Source text below:

Generative pretrained transformer-4 (GPT-4) creating an objective decision matrix when prompted with problem. LLM, large language model.

Limitations

While LLMs have immense potential in expediting medical innovation, the novelty of the technology presents a few limitations that innovators must consider. For example, GPT-4 is trained on data with a cut-off date of September 2021. When using LLMs beyond the cut-off date, the reliance on outdated information may lead to inaccuracies. Furthermore, it does not have access to live market research and proprietary databases, meaning it cannot provide data on which devices currently possess the greatest market shares. While live market data can be uploaded to GPT-4 as PDFs or through a RAG and analysed, this feature is contingent on a researcher already having obtained the necessary documents/databases.

While LLMs are hindered by training cutoffs, innovations in AI can mitigate these issues. For example, RAG systems incorporate external data sources created based on the initial query with embedding language models. Additional data are used to augment the search, thus reducing hallucinations and outperforming parametric language models in various generation tasks.14 However, RAG still presents unique problems with knowledge generation. Ensuring that accurate information with minimal bias is gathered can be difficult, and more complex ‘long-form’ generation systems are needed to retrieve data at multiple points throughout the generation process.15

Despite advancements in AI systems, the reliance on proper queries is still a concern. If a researcher uses biased prompts, the generated answer may exacerbate these biases by drawing on training data that confirms them. Furthermore, language processing models may need to be explicitly trained on the definitions of ‘bias’ and ‘fairness’16

The risk of inaccuracies extends beyond recent data, so while LLMs queries can accelerate certain steps, they do not eliminate the need for human skills through the design process. LLMs can occasionally output incomplete or false information. For example, when prompted with ‘List the steps involved in the implementation phase of the biodesign process’, chatGPT-4 fails to include funding and financial strategy—a crucial component in the implementation stages. Therefore, while LLMs may streamline an individual’s workflow, the generated information should not be taken at face value without additional due diligence.

Additionally, the inherent reliance on training data creates a risk of plagiarism, meaning any responses generated are based on existing data and literature. Browser-enabled and retrieval-augmented LLMs give the capability to access contemporary sources of information; however, the accuracy of cited sources should be verified and should not be accepted at face value. Innovators must ensure they are only using LLMs to augment their original ideas and facilitate the development of their design concepts rather than rely on LLMs through each step of the biodesign process. Finally, it is currently unclear how significant the risks associated with uploading intellectual property into a framework that may use those very inputs to train itself further and make them available to the public are.

Conclusion

Medical innovation is a lengthy and demanding process, requiring a vast amount of information and resources for innovators to navigate each step effectively. For novice engineers and entrepreneurs, the usage of LLMs can fill the gaps in knowledge and experience that might otherwise impede their innovation. For large and small developers alike, LLMs create the potential for expediting the biodesign process due to the time and resources that can be saved. With proper prompting and use of techniques such as RAG, the implementation of LLM query techniques can reduce barriers to product commercialisation and alter the medical landscape by promoting innovation at an unprecedented rate.

End of Source text.
Excerpted data below:

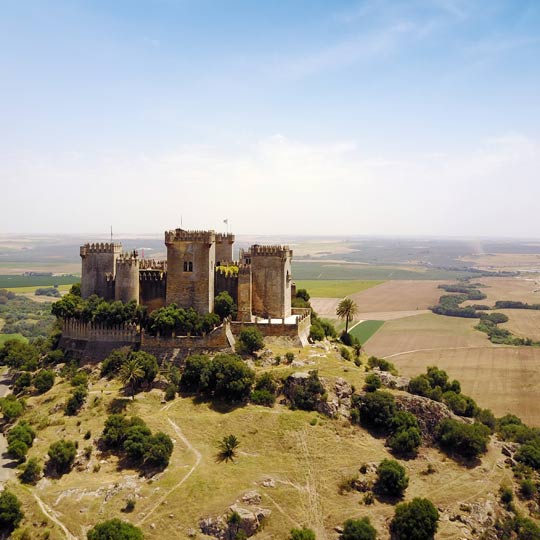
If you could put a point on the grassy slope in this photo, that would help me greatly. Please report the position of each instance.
(335, 288)
(307, 462)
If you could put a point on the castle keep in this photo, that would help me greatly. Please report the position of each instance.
(199, 266)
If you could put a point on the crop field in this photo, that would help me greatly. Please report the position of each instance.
(335, 288)
(427, 331)
(16, 281)
(365, 330)
(295, 449)
(505, 379)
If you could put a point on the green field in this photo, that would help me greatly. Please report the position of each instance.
(17, 281)
(365, 330)
(346, 271)
(335, 288)
(5, 337)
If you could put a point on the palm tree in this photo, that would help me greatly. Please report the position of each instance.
(347, 309)
(131, 373)
(227, 448)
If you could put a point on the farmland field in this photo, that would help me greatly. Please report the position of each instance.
(365, 330)
(505, 379)
(335, 288)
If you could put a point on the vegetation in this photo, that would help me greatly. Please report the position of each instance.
(347, 310)
(392, 479)
(417, 520)
(114, 529)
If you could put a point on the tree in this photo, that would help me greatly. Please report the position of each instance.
(347, 309)
(131, 374)
(302, 534)
(61, 455)
(392, 480)
(227, 448)
(250, 340)
(417, 520)
(114, 529)
(358, 529)
(43, 380)
(10, 511)
(224, 305)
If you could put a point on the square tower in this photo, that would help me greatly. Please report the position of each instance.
(191, 261)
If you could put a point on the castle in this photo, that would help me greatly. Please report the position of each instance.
(199, 266)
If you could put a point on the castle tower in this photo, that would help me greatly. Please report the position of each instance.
(126, 286)
(224, 248)
(271, 278)
(191, 260)
(98, 262)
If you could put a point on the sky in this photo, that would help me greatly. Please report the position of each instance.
(311, 117)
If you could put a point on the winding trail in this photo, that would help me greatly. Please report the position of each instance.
(198, 460)
(50, 513)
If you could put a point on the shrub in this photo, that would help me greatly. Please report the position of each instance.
(43, 380)
(61, 455)
(467, 440)
(114, 529)
(263, 397)
(302, 534)
(358, 529)
(10, 511)
(372, 382)
(377, 410)
(31, 472)
(250, 340)
(417, 520)
(392, 479)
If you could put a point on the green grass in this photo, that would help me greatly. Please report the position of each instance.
(16, 281)
(335, 288)
(5, 337)
(365, 330)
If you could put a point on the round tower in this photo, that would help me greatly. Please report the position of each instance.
(126, 288)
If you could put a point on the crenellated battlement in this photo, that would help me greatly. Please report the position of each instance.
(181, 235)
(107, 247)
(258, 250)
(228, 238)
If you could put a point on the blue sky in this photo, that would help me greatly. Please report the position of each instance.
(311, 117)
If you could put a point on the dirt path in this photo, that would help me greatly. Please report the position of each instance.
(198, 460)
(50, 513)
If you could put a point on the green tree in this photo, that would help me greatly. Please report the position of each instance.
(417, 520)
(347, 309)
(302, 534)
(358, 529)
(250, 340)
(227, 448)
(61, 455)
(114, 529)
(392, 479)
(224, 305)
(10, 511)
(131, 374)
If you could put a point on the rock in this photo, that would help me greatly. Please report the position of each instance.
(251, 497)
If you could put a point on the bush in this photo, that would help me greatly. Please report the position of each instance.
(10, 511)
(372, 382)
(467, 440)
(392, 479)
(61, 455)
(377, 410)
(417, 520)
(114, 529)
(250, 340)
(358, 529)
(31, 472)
(302, 534)
(43, 380)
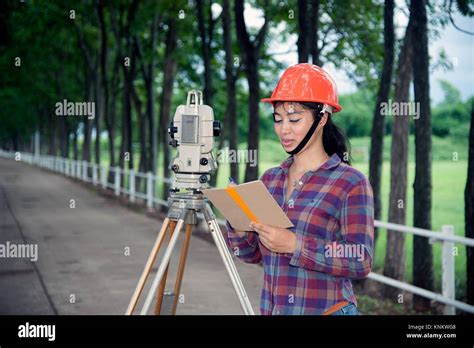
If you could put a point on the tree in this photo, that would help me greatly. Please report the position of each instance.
(169, 69)
(230, 120)
(378, 121)
(250, 56)
(394, 265)
(422, 251)
(469, 212)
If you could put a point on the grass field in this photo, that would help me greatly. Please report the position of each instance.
(449, 172)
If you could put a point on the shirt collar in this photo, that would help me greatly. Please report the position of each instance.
(332, 162)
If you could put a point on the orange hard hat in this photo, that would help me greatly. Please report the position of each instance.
(306, 83)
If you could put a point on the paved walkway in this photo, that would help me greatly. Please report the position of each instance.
(82, 267)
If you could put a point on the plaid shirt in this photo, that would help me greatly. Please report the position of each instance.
(331, 206)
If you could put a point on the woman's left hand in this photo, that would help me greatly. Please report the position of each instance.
(279, 240)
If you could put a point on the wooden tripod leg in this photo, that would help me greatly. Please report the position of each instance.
(161, 288)
(182, 263)
(148, 266)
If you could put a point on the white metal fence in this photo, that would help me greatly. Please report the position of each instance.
(98, 176)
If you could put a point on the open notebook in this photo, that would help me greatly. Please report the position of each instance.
(247, 202)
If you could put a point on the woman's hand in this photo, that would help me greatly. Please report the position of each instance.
(279, 240)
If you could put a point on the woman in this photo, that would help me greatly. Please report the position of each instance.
(308, 268)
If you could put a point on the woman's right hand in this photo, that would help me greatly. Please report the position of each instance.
(239, 233)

End of Excerpted data.

Work required: In the text on large language models in medical innovation, what is the cut-off date of the data GPT-4 is trained on? The listing plays no part in this exercise.

Solution to this task: September 2021.